Written instruction: Reproduce the listing below, swapping "masks" for "polygons" wherever it occurs and leaving every other line unchanged.

------

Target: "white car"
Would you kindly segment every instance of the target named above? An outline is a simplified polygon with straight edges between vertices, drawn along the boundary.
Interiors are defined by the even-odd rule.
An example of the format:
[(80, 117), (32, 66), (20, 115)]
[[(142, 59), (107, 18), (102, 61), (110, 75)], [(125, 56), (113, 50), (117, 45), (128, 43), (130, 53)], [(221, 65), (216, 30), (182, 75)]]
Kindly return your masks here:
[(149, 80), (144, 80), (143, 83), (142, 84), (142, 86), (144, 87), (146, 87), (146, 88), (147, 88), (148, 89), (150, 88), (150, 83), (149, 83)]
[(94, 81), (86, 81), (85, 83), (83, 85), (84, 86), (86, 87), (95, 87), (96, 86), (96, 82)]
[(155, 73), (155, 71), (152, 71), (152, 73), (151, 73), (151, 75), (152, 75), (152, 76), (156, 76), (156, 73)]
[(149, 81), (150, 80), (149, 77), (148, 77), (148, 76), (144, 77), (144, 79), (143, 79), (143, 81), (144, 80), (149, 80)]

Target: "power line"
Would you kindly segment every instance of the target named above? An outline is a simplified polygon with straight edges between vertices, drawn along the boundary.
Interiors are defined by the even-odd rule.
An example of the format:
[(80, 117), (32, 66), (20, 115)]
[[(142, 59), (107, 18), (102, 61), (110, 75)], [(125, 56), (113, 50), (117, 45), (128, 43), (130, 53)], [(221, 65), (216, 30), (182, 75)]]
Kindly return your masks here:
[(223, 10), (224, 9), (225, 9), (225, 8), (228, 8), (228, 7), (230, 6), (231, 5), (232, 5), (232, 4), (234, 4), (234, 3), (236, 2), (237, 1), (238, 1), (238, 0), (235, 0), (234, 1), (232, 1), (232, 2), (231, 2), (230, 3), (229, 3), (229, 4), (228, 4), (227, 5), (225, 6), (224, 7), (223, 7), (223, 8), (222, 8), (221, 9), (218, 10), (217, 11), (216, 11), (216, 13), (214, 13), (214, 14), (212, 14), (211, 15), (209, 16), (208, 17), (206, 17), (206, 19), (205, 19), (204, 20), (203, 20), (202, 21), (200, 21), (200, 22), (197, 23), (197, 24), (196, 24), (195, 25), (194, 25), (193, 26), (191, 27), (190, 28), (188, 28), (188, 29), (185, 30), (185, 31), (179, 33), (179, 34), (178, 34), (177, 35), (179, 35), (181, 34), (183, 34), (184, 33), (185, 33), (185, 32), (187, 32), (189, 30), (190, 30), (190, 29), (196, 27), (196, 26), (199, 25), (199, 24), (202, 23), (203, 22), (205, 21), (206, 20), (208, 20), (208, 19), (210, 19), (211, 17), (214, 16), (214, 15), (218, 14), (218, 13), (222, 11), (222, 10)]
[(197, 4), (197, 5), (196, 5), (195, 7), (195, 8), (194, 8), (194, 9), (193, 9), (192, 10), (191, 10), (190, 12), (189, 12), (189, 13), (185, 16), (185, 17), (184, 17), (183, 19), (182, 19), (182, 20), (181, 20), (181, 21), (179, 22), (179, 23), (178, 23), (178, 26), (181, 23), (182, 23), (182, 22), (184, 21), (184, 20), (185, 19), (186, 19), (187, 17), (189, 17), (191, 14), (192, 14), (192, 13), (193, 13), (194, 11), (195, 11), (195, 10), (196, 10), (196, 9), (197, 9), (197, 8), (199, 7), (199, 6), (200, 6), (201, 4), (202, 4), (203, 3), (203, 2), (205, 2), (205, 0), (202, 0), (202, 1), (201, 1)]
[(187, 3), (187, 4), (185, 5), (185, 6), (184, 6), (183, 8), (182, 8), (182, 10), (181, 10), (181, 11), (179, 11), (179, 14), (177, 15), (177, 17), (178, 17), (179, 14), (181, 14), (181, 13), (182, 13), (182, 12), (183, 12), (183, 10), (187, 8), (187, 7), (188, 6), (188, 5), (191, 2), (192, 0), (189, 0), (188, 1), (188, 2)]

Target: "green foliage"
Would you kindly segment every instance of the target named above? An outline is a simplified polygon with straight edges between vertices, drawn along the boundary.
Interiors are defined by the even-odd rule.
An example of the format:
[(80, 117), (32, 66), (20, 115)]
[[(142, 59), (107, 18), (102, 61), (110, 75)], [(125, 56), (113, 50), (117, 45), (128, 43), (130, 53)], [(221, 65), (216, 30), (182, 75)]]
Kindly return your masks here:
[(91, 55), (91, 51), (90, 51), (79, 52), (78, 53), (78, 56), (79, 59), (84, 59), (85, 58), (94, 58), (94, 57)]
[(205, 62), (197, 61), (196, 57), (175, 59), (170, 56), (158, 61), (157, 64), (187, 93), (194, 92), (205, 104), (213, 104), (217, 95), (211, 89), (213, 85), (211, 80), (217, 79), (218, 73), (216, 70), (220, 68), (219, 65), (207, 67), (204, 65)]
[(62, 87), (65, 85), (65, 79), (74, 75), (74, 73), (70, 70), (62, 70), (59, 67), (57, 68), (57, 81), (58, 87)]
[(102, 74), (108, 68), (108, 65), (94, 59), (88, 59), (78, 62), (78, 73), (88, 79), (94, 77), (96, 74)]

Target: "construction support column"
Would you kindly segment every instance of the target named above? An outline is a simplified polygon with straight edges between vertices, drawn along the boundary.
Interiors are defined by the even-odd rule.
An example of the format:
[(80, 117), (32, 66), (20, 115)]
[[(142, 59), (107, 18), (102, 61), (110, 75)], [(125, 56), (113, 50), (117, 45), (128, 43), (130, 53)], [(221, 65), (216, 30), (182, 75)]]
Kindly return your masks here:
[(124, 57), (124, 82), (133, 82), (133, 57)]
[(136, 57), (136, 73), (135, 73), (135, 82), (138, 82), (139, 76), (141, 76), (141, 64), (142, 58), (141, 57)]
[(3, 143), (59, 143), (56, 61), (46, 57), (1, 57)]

------

Final answer:
Target: "white car"
Would you kindly segment every instance of the target named above? An outline is a simplified polygon with straight edges between vertices, drawn along the boundary.
Interiors are defined by the even-odd rule.
An example of the format:
[(80, 117), (32, 66), (20, 115)]
[[(142, 59), (107, 18), (102, 61), (110, 75)], [(125, 56), (113, 50), (117, 45), (128, 43), (130, 53)], [(221, 65), (216, 30), (182, 75)]]
Kindly return your polygons here:
[(149, 80), (144, 80), (143, 83), (142, 84), (142, 86), (144, 87), (146, 87), (146, 88), (147, 88), (148, 89), (150, 88), (150, 83), (149, 83)]
[(94, 81), (86, 81), (85, 83), (83, 85), (84, 86), (86, 87), (95, 87), (96, 86), (96, 82)]
[(155, 73), (155, 71), (152, 71), (152, 73), (151, 73), (151, 75), (152, 75), (152, 76), (156, 76), (156, 73)]
[(149, 81), (150, 80), (149, 77), (148, 77), (148, 76), (144, 77), (144, 79), (143, 79), (143, 81), (144, 80), (149, 80)]

Target: "power line"
Would you kindly segment every instance of the target named above? An outline is a simplified polygon with straight edges between vertices, drawn along the boundary.
Interiors are defined by the even-odd rule.
An example of the format:
[(80, 117), (32, 66), (20, 115)]
[[(142, 59), (107, 18), (102, 61), (110, 75)], [(125, 56), (113, 50), (117, 45), (128, 43), (130, 53)], [(221, 65), (216, 30), (182, 75)]]
Kindly return your polygons here:
[(223, 10), (224, 9), (225, 9), (225, 8), (228, 8), (228, 7), (230, 6), (231, 5), (232, 5), (232, 4), (234, 4), (234, 3), (236, 2), (237, 1), (238, 1), (238, 0), (235, 0), (234, 1), (232, 1), (232, 2), (231, 2), (230, 3), (229, 3), (229, 4), (228, 4), (227, 5), (225, 6), (224, 7), (223, 7), (223, 8), (222, 8), (221, 9), (218, 10), (217, 11), (216, 11), (216, 13), (214, 13), (214, 14), (212, 14), (211, 15), (209, 16), (208, 17), (206, 17), (206, 19), (205, 19), (204, 20), (203, 20), (202, 21), (200, 21), (200, 22), (197, 23), (197, 24), (196, 24), (195, 25), (194, 25), (193, 26), (191, 27), (190, 28), (188, 28), (188, 29), (185, 30), (185, 31), (179, 33), (179, 34), (178, 34), (177, 35), (179, 35), (181, 34), (183, 34), (184, 33), (185, 33), (185, 32), (187, 32), (189, 30), (190, 30), (190, 29), (196, 27), (196, 26), (199, 25), (199, 24), (202, 23), (203, 22), (205, 21), (206, 20), (208, 20), (208, 19), (210, 19), (211, 17), (214, 16), (214, 15), (218, 14), (218, 13), (222, 11), (222, 10)]
[(197, 4), (197, 5), (196, 5), (195, 7), (195, 8), (194, 8), (194, 9), (193, 9), (192, 10), (191, 10), (190, 12), (189, 12), (189, 13), (185, 16), (185, 17), (184, 17), (183, 19), (182, 19), (182, 20), (181, 20), (181, 21), (179, 22), (179, 23), (178, 23), (178, 26), (181, 23), (182, 23), (182, 22), (184, 21), (184, 20), (185, 19), (186, 19), (187, 17), (189, 17), (191, 14), (192, 14), (192, 13), (193, 13), (194, 11), (195, 11), (195, 10), (196, 10), (196, 9), (197, 9), (197, 8), (199, 7), (199, 6), (200, 6), (201, 4), (202, 4), (203, 3), (203, 2), (205, 2), (205, 0), (202, 0), (202, 1), (201, 1)]
[(187, 3), (187, 4), (185, 5), (185, 6), (184, 6), (183, 8), (182, 8), (182, 10), (181, 10), (181, 11), (179, 11), (179, 14), (177, 15), (177, 17), (178, 17), (179, 14), (181, 14), (181, 13), (182, 13), (182, 12), (183, 12), (183, 10), (187, 8), (187, 7), (188, 6), (188, 5), (191, 2), (192, 0), (189, 0), (188, 1), (188, 2)]

Target: "green foliage"
Would you kindly segment every instance of the target named above? An outline is a simplified polygon with straight edges between vertices, drawn along the boundary.
Interiors are defined by the even-odd rule.
An example of the format:
[(80, 117), (32, 66), (20, 115)]
[[(142, 59), (107, 18), (102, 61), (110, 75)], [(125, 56), (113, 50), (117, 45), (128, 43), (130, 53)], [(221, 65), (216, 30), (182, 75)]]
Kindly return your polygons here:
[(91, 55), (91, 51), (90, 51), (79, 52), (78, 53), (78, 56), (79, 59), (84, 59), (85, 58), (94, 58), (94, 57)]
[(205, 62), (197, 61), (196, 57), (175, 59), (170, 56), (158, 61), (157, 64), (187, 93), (194, 92), (205, 104), (213, 104), (217, 95), (211, 89), (213, 85), (211, 80), (217, 79), (218, 73), (216, 70), (220, 68), (219, 65), (207, 67), (204, 65)]
[(62, 87), (65, 85), (65, 79), (74, 75), (74, 73), (70, 70), (62, 70), (59, 67), (57, 68), (57, 81), (58, 87)]
[(102, 74), (108, 68), (108, 65), (94, 59), (88, 59), (78, 62), (78, 73), (88, 79), (94, 77), (96, 74)]

Target: "construction support column"
Would you kindly segment every instance of the target named above? An outline is a simplified polygon with straight edges between vertices, drawn along the boundary.
Interiors are defined by the even-odd rule.
An example of the format:
[(80, 117), (32, 66), (20, 115)]
[[(142, 59), (107, 18), (102, 61), (110, 75)], [(125, 56), (113, 50), (117, 45), (128, 43), (130, 53)], [(221, 65), (216, 30), (182, 75)]]
Kindly return your polygons here:
[(124, 57), (124, 82), (133, 82), (133, 57)]
[(136, 57), (136, 73), (135, 73), (135, 82), (138, 82), (139, 76), (141, 76), (141, 64), (142, 58), (141, 57)]
[(3, 143), (59, 143), (56, 61), (46, 57), (1, 57)]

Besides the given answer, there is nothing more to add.